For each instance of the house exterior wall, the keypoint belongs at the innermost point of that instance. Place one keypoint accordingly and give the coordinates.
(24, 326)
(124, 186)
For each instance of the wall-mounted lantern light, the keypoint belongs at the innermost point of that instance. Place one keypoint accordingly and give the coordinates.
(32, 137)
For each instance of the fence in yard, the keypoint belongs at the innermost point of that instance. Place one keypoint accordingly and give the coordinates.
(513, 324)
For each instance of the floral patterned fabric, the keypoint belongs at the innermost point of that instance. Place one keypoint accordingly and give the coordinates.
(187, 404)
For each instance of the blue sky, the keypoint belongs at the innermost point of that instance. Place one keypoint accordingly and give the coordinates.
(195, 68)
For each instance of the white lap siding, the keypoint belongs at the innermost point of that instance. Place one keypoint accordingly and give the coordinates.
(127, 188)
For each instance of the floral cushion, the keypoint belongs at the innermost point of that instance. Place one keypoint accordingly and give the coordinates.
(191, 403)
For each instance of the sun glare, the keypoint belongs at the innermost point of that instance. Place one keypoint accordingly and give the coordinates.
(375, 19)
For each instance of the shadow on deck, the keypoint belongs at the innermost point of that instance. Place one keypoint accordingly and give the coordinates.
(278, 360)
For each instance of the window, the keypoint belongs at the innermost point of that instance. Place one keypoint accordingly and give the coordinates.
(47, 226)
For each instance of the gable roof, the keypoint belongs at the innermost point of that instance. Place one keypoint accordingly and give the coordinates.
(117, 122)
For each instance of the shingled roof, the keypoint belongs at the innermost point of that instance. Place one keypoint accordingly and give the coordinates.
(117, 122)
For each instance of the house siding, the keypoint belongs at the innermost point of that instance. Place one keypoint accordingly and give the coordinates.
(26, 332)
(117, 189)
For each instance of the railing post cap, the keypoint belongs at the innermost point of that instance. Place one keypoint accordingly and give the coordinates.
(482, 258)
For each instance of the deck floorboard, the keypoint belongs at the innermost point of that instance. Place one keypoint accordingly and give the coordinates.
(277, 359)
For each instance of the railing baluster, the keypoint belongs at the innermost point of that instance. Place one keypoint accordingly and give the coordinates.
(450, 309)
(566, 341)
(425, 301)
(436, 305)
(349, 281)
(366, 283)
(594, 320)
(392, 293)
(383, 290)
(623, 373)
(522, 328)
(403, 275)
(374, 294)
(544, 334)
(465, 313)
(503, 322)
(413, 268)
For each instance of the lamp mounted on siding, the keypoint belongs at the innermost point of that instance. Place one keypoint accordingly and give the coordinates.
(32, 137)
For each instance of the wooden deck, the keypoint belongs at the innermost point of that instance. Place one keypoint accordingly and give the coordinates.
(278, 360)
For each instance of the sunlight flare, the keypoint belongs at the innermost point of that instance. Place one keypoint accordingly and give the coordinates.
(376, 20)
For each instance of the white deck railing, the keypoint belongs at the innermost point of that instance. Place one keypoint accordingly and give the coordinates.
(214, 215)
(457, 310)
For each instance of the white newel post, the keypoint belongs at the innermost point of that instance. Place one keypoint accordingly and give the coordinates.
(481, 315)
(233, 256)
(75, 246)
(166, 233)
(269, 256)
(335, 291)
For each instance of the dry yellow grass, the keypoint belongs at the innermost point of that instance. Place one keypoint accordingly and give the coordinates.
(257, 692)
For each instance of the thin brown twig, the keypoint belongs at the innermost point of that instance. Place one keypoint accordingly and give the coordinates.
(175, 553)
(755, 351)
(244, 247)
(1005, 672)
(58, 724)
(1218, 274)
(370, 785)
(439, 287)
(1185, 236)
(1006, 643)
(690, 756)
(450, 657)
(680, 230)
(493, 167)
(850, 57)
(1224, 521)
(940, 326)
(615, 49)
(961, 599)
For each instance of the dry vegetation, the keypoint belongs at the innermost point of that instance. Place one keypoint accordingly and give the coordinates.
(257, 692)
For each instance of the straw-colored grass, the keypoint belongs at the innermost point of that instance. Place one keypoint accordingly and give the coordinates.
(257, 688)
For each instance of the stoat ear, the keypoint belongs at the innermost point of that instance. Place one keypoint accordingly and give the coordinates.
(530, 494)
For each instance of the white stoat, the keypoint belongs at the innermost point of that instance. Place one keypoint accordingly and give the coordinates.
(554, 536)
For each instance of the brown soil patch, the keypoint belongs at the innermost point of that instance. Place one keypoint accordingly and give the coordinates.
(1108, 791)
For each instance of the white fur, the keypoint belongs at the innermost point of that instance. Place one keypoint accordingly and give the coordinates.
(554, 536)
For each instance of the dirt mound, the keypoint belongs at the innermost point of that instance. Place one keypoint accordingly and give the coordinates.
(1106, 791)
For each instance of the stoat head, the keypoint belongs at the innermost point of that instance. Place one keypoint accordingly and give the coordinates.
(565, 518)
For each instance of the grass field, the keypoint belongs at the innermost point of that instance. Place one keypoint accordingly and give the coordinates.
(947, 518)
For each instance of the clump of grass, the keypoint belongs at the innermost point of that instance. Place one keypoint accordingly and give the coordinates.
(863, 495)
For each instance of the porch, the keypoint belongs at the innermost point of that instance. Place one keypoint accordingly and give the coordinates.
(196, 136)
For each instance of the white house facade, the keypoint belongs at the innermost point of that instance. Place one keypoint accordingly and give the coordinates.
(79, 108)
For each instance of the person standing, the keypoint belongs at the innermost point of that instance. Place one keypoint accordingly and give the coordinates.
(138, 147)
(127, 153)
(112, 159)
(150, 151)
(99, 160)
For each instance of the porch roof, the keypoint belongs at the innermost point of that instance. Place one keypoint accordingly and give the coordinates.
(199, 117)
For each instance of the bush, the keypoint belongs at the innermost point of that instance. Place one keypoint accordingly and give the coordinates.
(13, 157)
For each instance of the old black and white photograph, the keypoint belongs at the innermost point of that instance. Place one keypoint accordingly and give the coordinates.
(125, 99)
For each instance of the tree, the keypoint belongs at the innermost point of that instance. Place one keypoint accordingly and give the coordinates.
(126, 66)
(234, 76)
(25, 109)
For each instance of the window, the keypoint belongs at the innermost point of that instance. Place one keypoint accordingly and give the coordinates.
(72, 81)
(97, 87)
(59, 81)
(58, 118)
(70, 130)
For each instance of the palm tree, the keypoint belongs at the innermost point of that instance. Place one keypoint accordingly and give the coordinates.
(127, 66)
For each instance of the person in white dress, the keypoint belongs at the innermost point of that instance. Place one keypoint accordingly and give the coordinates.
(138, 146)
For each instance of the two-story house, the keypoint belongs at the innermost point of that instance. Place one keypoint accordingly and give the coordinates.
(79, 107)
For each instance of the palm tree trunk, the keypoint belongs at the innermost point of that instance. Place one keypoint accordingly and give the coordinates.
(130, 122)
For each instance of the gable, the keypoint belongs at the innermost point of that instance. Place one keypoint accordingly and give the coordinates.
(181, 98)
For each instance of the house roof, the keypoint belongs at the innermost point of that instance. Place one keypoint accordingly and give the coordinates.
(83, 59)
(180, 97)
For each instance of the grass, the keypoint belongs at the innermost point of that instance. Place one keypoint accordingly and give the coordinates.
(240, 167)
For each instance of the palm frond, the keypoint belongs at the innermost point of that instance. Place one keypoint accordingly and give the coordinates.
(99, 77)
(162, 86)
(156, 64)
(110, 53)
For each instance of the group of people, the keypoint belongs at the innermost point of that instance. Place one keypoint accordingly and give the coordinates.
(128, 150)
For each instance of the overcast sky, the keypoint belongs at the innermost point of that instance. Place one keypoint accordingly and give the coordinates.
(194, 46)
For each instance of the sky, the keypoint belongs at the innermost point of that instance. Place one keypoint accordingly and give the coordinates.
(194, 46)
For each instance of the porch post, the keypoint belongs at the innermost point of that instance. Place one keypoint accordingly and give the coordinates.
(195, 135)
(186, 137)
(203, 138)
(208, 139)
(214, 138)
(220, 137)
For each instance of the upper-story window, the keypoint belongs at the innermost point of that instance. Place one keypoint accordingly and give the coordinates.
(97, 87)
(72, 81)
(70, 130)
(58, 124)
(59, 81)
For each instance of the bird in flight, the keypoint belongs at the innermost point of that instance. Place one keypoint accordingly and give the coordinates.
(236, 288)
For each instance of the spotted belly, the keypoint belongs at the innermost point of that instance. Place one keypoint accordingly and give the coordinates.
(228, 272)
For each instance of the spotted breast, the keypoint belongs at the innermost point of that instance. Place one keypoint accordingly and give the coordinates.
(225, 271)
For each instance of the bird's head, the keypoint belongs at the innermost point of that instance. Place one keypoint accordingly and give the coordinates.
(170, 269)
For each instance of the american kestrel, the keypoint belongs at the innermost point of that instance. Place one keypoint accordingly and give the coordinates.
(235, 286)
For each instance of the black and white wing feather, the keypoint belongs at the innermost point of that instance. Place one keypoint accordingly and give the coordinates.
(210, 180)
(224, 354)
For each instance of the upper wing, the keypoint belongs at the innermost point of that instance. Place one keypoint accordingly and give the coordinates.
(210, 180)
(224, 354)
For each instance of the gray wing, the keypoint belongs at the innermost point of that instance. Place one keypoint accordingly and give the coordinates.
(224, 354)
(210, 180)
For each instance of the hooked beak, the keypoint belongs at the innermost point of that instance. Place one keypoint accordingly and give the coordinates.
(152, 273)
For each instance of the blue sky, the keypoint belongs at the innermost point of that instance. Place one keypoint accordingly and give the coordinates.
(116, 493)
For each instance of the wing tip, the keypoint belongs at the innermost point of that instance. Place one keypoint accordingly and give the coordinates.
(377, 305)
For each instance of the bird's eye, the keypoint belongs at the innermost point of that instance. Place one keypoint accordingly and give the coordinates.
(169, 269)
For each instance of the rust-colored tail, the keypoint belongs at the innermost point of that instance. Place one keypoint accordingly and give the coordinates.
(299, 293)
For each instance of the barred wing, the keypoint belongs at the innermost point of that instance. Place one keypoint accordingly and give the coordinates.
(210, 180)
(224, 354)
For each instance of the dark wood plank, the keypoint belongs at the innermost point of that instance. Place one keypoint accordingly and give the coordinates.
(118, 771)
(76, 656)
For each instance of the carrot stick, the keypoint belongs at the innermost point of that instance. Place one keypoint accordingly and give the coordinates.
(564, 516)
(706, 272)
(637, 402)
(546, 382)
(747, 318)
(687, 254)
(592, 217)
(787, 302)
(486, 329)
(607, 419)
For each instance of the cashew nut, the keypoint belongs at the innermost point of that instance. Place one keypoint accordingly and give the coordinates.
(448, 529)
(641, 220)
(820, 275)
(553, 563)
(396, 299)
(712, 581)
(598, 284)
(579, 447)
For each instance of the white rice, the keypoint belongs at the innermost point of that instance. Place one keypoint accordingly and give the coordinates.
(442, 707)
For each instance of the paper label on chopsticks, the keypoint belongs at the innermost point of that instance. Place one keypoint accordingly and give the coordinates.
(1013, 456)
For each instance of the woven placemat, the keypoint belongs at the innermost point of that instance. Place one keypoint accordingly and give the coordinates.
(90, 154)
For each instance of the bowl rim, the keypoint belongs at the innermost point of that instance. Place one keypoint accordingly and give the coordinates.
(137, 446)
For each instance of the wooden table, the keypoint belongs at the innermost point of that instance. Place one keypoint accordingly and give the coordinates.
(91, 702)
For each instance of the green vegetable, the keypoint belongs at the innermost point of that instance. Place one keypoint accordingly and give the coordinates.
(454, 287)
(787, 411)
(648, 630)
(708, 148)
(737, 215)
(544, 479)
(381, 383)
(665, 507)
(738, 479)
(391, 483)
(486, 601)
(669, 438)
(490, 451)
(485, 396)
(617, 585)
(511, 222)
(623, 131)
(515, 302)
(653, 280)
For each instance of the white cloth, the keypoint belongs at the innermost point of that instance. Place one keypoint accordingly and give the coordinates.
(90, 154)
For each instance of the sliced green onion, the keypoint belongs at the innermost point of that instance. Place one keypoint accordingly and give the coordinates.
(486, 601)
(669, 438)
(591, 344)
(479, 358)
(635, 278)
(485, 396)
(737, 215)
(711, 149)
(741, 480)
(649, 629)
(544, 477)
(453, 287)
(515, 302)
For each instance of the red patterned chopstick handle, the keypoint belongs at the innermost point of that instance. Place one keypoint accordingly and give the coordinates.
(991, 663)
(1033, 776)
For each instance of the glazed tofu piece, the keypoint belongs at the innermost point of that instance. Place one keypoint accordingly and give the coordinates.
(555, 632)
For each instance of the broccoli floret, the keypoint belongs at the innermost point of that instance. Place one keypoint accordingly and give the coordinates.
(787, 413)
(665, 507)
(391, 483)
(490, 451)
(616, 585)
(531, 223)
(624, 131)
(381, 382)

----------------------------------------

| THE REQUEST |
Rewrite the entries starting at the line that contains "For each instance of the woven" and ending at the line that contains "(1033, 776)", replacing "innermost point" with "central point" and keeping everything else unchanged.

| REPLY |
For each instance of the woven placemat, the keypoint belongs at the central point of that instance. Place one keypoint accordingly and give the coordinates.
(90, 154)
For each instance of the bowl rim, the keypoint belongs at the central point of that instance. Place one keypoint accordingly and give the coordinates.
(137, 446)
For each instance of the wooden table, the keypoint belongs at the central point of that instance. Place one keypoint accordingly and give the coordinates.
(91, 702)
For each instance of the green vegetable, the keypoint belongs at the central point of that instance. Place one keypoint accordingly and give the coordinates.
(454, 287)
(787, 411)
(648, 630)
(708, 148)
(737, 215)
(544, 479)
(381, 383)
(665, 507)
(738, 479)
(391, 483)
(486, 601)
(669, 438)
(490, 451)
(485, 396)
(617, 585)
(511, 222)
(623, 131)
(515, 302)
(653, 280)
For each instance of the white cloth, the keypoint belongs at the central point of that instance. Place one keypoint accordingly and give the coordinates.
(90, 154)
For each instance of the sliced green onion, the keypoint belongs at the central point of that instance. Place one keypoint accordingly and give the coordinates.
(486, 601)
(669, 438)
(591, 344)
(479, 358)
(635, 278)
(485, 396)
(737, 215)
(711, 149)
(741, 480)
(649, 629)
(544, 477)
(453, 287)
(515, 302)
For each instance of the red patterned chopstick handle, the keypoint belongs at the central point of that instance. Place one keypoint accordingly and give the coordinates.
(991, 663)
(1033, 776)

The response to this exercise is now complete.